This is an archive of the discontinued LLVM Phabricator instance.

[RISCV] Add a pass to recognize VLS strided loads/store from gather/scatter.
ClosedPublic

Authored by craig.topper on Aug 9 2021, 4:44 PM.

Details

Summary

For strided accesses the loop vectorizer seems to prefer creating a
vector induction variable with a start value of the form
<i32 0, i32 1, i32 2, ...>. This value will be incremented each
loop iteration by a splat constant equal to the length of the vector.
Within the loop, arithmetic using splat values will be done on this
vector induction variable to produce indices for a vector GEP.

This pass attempts to dig through the arithmetic back to the phi
to create a new scalar induction variable and a stride. We push
all of the arithmetic out of the loop by folding it into the start,
step, and stride values. Then we create a scalar GEP to use as the
base pointer for a strided load or store using the computed stride.

====================

## Brief A
Answer these questions about the LLVM review page, one answer per line:
(i) Who authored the change?
(ii) What is the form of the start value of the vector induction variable the loop vectorizer prefers to create?
(iii) What does the pass create to use as the base pointer for a strided load or store?
## Brief B
Write the next part of the LLVM review page, starting right after its last sentence.
The material that comes next stands apart from the LLVM review page.

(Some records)
====================

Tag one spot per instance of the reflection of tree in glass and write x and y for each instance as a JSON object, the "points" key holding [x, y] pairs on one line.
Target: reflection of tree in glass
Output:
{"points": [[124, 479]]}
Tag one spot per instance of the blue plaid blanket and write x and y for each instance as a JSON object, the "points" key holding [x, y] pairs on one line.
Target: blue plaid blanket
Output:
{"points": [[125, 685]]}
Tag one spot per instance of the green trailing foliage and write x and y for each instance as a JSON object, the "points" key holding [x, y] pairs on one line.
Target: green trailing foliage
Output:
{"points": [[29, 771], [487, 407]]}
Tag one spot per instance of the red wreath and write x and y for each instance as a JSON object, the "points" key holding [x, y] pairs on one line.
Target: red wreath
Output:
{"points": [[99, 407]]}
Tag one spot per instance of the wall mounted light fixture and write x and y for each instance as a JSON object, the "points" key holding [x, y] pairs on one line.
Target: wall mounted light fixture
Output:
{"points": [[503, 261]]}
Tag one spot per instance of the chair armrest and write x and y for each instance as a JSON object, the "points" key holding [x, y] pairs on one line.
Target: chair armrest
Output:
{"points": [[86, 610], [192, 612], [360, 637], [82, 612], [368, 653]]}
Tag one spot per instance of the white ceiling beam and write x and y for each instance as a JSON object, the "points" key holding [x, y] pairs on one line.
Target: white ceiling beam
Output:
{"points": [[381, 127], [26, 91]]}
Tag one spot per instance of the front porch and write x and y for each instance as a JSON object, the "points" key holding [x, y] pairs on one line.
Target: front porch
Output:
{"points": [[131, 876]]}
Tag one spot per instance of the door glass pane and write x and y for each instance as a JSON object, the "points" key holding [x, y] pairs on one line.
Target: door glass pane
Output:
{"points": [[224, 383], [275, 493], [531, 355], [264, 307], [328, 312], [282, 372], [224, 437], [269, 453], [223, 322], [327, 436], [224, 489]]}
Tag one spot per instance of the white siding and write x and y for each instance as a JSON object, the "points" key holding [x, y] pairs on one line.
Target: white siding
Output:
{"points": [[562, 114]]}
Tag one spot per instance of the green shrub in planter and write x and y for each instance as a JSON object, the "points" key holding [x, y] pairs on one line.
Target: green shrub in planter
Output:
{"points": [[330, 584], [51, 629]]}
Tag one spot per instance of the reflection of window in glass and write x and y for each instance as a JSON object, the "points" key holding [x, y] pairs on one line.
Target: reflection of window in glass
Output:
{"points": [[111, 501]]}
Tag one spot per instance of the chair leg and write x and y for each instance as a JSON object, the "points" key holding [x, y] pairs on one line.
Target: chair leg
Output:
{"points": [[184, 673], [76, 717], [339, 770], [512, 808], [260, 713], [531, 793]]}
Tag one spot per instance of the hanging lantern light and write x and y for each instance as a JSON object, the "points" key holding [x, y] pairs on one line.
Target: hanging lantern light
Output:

====================

## Exercise response A
(i) craig.topper
(ii) <i32 0, i32 1, i32 2, ...>
(iii) A scalar GEP

## Exercise response B
Loop strength reduce will run after this pass and can do some
cleanups to the scalar GEP and induction variable.

Diff Detail

Event Timeline

craig.topper created this revision.Aug 9 2021, 4:44 PM
craig.topper requested review of this revision.Aug 9 2021, 4:44 PM
Herald added a project: Restricted Project. · View Herald TranscriptAug 9 2021, 4:44 PM

I'll do a further review later when I find some time.

One thing is that I'd be interested to see is this expanded to scalable vector types. Selfishly speaking, our vectorizer will emit the scalable-vector equivalent. The only real difference, I think, is that the strided "constant" is a llvm.experimental.stepvector optionally followed by mul and possibly some other operations. How difficult do you think it would be to support this? I don't see why the llvm loop vectorizer couldn't do something similar if it doesn't already.

I could do that as a follow-up patch: I don't mean to derail this one. I just want to source your thoughts at this stage.

llvm/lib/Target/RISCV/RISCVGatherScatterLowering.cpp
83

Is there a way of sharing this with RISCVTargetTransformInfo's isLegalElementTypeForRVV?

I'll do a further review later when I find some time.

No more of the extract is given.